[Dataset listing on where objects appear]
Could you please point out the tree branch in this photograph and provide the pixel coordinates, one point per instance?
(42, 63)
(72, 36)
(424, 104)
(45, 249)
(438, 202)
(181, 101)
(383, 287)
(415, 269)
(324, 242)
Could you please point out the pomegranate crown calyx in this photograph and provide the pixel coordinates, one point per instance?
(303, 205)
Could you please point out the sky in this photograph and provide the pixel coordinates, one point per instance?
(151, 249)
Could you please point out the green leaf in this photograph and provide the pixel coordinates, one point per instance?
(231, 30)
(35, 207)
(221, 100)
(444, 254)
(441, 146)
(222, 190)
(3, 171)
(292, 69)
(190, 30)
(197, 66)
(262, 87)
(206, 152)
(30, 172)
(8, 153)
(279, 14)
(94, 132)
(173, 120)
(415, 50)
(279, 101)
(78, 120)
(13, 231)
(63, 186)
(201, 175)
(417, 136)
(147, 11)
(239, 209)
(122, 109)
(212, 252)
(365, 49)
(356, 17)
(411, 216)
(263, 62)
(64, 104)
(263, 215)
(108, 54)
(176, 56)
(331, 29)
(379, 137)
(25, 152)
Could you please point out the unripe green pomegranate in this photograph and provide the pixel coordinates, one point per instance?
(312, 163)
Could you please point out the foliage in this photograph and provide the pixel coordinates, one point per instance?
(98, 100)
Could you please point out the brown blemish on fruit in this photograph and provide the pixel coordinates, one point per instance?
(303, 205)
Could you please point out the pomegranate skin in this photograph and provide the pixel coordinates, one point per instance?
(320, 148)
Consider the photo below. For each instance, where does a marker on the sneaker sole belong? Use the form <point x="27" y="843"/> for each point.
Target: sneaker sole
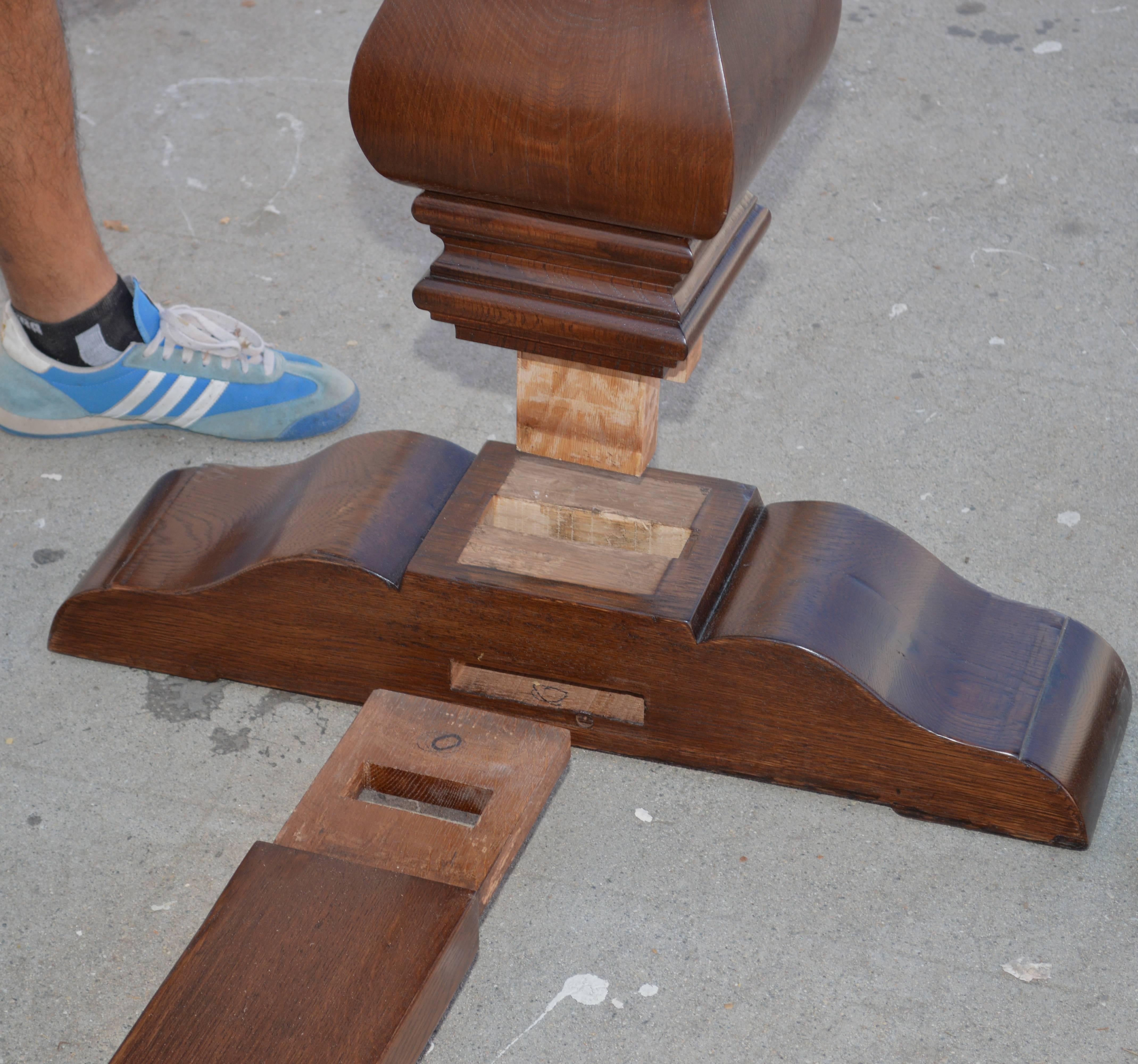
<point x="39" y="428"/>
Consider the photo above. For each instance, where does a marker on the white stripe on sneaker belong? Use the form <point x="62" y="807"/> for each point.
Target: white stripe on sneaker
<point x="136" y="395"/>
<point x="202" y="406"/>
<point x="170" y="400"/>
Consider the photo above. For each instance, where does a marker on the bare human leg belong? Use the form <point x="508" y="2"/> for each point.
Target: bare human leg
<point x="51" y="255"/>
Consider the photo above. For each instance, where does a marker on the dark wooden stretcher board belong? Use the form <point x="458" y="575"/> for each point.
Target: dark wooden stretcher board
<point x="346" y="939"/>
<point x="801" y="643"/>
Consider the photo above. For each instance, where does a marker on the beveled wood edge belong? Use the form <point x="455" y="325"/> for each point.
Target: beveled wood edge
<point x="435" y="996"/>
<point x="440" y="558"/>
<point x="326" y="806"/>
<point x="450" y="215"/>
<point x="1076" y="732"/>
<point x="580" y="329"/>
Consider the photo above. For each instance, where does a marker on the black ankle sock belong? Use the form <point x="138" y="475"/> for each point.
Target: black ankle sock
<point x="96" y="337"/>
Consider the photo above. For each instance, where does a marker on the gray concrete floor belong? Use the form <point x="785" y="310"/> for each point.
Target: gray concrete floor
<point x="939" y="328"/>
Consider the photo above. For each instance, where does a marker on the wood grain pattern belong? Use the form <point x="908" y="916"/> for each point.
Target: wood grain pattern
<point x="542" y="693"/>
<point x="306" y="960"/>
<point x="591" y="416"/>
<point x="591" y="527"/>
<point x="803" y="643"/>
<point x="632" y="113"/>
<point x="580" y="292"/>
<point x="464" y="753"/>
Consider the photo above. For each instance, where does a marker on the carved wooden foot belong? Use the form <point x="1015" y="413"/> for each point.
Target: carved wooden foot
<point x="670" y="617"/>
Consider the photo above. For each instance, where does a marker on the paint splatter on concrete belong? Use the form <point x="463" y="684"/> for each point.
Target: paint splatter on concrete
<point x="229" y="742"/>
<point x="1028" y="970"/>
<point x="178" y="700"/>
<point x="584" y="988"/>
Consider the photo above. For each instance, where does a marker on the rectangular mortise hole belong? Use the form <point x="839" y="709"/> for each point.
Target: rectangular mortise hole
<point x="588" y="527"/>
<point x="428" y="796"/>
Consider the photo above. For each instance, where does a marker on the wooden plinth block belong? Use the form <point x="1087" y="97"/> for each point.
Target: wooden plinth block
<point x="346" y="939"/>
<point x="587" y="415"/>
<point x="803" y="643"/>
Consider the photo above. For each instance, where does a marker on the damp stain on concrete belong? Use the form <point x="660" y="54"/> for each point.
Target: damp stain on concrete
<point x="229" y="742"/>
<point x="178" y="700"/>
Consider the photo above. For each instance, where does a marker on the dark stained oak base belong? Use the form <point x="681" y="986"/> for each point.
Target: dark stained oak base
<point x="308" y="959"/>
<point x="346" y="940"/>
<point x="668" y="617"/>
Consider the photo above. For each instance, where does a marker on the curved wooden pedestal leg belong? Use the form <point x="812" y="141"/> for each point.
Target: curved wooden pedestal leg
<point x="667" y="617"/>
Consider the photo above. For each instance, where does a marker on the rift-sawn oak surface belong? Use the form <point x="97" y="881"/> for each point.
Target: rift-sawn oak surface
<point x="346" y="939"/>
<point x="803" y="643"/>
<point x="308" y="960"/>
<point x="585" y="164"/>
<point x="501" y="770"/>
<point x="634" y="113"/>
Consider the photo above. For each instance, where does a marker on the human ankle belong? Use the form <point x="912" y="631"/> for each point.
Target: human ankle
<point x="92" y="338"/>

WHAT YOU ARE ASKED TO DO =
Copy out the lines of the listing word for word, beginning with the line that contains "on the human" and continuing through the last line of the listing.

FINAL RESULT =
Consider the photo above. For each instance, where does a marker on the human ankle belong? Use the form <point x="912" y="631"/> for each point.
Target: human ankle
<point x="92" y="338"/>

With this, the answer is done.